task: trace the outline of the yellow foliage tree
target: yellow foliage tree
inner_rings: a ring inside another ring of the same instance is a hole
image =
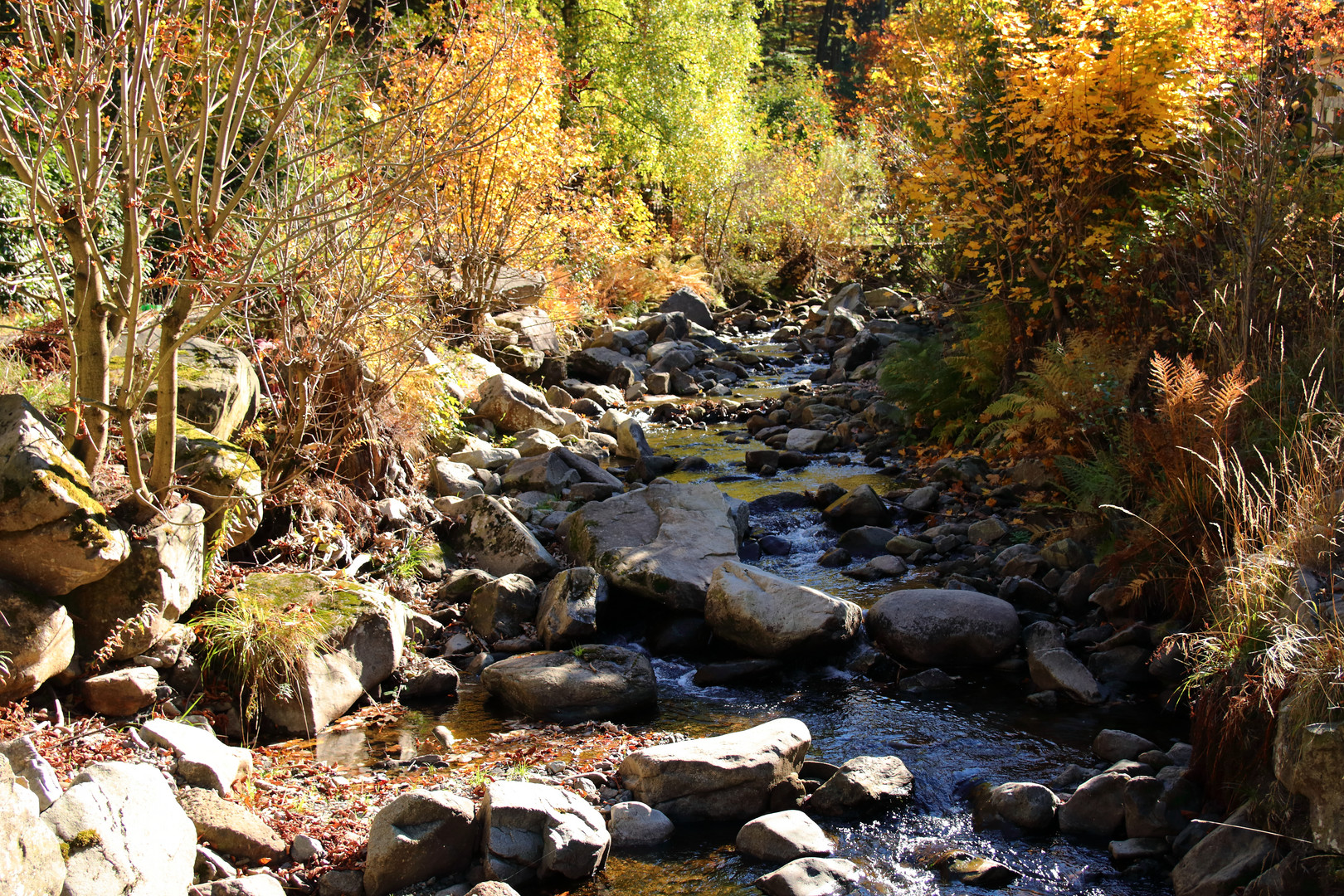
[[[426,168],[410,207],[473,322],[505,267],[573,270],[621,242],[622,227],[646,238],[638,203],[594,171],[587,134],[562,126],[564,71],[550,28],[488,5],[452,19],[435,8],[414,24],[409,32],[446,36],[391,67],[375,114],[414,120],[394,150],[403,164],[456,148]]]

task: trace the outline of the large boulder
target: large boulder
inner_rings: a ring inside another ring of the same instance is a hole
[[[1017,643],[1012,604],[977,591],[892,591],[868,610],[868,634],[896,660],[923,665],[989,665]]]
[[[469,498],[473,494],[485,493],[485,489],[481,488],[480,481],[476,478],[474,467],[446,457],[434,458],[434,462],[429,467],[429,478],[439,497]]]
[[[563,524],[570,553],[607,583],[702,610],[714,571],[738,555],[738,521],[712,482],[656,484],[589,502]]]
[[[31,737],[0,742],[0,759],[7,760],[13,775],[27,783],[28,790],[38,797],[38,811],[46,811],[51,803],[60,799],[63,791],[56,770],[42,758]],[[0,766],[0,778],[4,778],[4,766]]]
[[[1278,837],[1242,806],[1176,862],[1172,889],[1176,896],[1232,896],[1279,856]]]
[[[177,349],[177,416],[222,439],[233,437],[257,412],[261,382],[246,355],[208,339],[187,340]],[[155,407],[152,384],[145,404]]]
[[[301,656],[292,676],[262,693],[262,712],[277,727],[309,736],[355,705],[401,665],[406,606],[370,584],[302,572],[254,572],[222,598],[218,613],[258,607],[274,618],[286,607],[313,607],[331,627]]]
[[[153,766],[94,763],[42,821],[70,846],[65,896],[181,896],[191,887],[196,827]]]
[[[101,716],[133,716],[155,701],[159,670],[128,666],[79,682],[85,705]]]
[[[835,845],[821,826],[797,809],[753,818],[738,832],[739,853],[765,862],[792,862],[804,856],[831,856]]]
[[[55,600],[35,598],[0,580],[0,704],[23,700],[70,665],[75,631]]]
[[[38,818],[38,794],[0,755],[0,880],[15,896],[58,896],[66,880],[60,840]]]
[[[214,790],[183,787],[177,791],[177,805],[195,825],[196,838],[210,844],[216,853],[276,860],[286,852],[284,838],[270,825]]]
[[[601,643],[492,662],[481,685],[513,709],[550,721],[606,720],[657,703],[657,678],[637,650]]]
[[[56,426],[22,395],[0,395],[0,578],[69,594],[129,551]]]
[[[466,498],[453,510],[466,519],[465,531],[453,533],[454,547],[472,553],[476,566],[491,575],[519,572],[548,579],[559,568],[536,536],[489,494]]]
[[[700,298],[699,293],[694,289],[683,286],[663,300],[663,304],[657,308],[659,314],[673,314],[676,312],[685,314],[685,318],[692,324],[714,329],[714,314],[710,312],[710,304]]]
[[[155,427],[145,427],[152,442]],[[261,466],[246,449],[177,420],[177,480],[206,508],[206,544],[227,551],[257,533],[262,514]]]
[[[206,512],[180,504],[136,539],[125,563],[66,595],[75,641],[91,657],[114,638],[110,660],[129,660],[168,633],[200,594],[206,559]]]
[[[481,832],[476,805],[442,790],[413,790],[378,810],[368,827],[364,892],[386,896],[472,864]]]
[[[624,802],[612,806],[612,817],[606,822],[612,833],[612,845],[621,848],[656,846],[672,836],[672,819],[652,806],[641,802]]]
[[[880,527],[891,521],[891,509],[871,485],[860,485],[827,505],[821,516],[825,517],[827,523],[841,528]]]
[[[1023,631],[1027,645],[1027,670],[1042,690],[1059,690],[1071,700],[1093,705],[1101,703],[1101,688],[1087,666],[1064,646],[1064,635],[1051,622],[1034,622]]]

* **Task to complete**
Tallying with case counting, how many lines of the records above contain the string "target"? Reply with the number alone.

* **Finished exercise**
2